= Beginning of Section =

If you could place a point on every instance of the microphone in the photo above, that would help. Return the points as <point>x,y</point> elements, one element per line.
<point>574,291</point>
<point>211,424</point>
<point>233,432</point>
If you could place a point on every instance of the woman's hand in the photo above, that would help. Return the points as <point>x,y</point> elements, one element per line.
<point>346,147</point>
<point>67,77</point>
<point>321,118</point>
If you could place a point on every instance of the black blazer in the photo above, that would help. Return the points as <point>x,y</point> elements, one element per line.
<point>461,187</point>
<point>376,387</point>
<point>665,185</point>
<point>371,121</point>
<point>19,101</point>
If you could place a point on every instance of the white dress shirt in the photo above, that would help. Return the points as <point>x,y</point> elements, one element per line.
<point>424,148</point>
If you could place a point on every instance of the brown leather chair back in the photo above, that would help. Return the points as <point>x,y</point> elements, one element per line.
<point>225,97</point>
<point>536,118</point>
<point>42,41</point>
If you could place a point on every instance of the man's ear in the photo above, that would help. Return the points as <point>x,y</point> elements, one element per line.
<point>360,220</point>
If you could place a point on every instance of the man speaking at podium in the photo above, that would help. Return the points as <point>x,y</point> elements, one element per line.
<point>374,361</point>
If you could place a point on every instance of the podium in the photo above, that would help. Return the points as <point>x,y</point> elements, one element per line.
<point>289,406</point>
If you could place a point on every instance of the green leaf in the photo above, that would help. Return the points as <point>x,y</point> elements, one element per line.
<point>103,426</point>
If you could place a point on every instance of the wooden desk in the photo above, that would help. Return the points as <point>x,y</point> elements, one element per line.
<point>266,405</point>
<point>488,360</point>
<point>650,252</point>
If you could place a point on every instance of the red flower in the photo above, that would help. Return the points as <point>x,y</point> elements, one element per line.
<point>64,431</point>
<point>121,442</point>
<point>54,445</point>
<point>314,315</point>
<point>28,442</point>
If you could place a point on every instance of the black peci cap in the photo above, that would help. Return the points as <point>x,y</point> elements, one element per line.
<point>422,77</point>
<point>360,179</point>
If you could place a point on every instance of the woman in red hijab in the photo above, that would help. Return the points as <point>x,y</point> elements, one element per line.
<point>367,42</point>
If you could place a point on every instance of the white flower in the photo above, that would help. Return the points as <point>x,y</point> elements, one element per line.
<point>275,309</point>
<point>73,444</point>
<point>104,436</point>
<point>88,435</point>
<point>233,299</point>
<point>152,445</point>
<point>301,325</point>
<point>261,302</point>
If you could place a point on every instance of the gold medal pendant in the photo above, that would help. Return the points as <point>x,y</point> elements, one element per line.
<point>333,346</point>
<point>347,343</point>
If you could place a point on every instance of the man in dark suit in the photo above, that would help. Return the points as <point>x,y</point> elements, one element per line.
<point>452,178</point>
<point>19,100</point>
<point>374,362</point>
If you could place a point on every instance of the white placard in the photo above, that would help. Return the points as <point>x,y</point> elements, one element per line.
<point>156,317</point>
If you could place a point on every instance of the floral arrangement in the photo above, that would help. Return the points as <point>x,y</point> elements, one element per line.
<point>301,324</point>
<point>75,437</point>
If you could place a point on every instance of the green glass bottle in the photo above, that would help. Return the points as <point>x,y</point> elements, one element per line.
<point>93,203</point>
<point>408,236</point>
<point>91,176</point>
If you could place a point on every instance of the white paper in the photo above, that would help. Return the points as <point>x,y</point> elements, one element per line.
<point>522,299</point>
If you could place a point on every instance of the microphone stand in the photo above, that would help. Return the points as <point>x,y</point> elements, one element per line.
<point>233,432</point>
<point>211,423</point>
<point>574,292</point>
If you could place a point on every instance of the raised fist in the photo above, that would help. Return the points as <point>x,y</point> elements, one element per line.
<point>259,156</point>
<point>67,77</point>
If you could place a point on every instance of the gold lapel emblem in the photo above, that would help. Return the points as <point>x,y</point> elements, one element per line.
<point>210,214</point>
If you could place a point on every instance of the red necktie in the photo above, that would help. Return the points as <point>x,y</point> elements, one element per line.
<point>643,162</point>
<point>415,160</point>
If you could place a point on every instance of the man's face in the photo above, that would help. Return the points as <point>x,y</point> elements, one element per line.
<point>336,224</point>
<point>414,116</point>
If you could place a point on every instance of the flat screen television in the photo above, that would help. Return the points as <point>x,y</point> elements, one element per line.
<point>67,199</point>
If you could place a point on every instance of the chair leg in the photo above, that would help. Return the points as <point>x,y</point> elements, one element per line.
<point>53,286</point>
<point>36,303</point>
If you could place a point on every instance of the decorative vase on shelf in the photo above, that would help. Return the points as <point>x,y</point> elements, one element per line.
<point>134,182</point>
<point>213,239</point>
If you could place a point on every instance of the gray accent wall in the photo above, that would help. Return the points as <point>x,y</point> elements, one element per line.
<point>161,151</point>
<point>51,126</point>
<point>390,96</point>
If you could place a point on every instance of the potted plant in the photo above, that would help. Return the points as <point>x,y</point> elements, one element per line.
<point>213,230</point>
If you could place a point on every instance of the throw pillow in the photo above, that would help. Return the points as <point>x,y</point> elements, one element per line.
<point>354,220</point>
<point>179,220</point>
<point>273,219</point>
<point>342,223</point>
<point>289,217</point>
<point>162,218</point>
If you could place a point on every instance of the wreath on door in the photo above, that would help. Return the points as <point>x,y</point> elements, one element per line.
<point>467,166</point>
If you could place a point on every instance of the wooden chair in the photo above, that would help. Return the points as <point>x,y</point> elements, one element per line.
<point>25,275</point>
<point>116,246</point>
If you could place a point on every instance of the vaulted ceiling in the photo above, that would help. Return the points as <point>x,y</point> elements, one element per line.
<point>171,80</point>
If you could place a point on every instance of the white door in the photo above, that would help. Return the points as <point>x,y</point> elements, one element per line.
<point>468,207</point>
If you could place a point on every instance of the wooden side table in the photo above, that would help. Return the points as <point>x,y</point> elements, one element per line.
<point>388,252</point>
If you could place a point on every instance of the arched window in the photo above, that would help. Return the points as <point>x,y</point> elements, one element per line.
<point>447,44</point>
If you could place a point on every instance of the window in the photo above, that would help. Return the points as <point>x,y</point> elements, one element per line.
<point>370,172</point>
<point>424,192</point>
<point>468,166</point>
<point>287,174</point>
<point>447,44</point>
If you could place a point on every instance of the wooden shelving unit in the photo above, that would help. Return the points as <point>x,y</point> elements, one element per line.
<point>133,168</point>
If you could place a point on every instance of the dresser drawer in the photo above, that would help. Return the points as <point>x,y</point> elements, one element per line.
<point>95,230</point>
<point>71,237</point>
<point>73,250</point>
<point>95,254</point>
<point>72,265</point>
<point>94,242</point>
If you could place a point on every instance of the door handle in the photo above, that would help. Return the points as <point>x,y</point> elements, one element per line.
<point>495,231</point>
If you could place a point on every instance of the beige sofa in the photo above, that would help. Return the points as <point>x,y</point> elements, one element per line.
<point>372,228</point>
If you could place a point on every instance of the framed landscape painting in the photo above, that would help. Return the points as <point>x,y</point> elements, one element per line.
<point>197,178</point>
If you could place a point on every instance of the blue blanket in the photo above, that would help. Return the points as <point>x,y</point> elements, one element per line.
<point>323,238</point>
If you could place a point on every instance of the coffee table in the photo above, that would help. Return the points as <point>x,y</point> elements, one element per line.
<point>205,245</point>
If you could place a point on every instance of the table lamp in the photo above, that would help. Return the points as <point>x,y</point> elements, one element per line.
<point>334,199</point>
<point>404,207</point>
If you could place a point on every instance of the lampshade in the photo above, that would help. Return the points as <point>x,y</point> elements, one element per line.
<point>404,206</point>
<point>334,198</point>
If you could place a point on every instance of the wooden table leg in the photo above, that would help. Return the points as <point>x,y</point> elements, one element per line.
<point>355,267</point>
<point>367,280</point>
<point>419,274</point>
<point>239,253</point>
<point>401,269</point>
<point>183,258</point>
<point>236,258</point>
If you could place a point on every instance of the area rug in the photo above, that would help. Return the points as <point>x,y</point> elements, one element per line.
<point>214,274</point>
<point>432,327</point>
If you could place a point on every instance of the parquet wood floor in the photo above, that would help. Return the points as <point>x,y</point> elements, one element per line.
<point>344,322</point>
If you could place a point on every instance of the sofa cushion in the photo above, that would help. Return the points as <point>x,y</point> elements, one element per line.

= End of Section =

*WHAT YOU ARE ASKED TO DO*. In the answer, restate word for word each line from the one with "of the blue" through the end of the material above.

*SOLUTION*.
If you could place a point on every instance of the blue blanket in the photo above, that would help. Return the points as <point>x,y</point> elements, one element per line.
<point>323,238</point>
If you could place a point on every instance of the coffee table in the photo above, that would help. Return the points as <point>x,y</point> elements, one element per line.
<point>205,245</point>
If you could place a point on every instance of the table lamp in the photo above, that would help. Return the points as <point>x,y</point> elements, one element per line.
<point>334,199</point>
<point>404,207</point>
If you could place a point on every instance of the lampshade in the photo above, that would help. Return the points as <point>x,y</point> elements, one element per line.
<point>404,206</point>
<point>334,198</point>
If you could place a point on every instance of the wooden table leg in the photo above, that would help. Return the points as <point>x,y</point> elements, one element per line.
<point>355,267</point>
<point>367,280</point>
<point>419,274</point>
<point>239,253</point>
<point>401,269</point>
<point>183,258</point>
<point>236,258</point>
If you could place a point on every instance of the area rug in the photo above, that would help. Return the points as <point>x,y</point> elements, one element per line.
<point>214,274</point>
<point>432,327</point>
If you could place a point on every instance of the parquet wood floor in the photo above, that would help. Return the points as <point>x,y</point> elements, one element per line.
<point>344,322</point>
If you could place a point on every instance of the sofa cushion in the photo above, that would help. Return the points as <point>x,y</point> elements, one element per line.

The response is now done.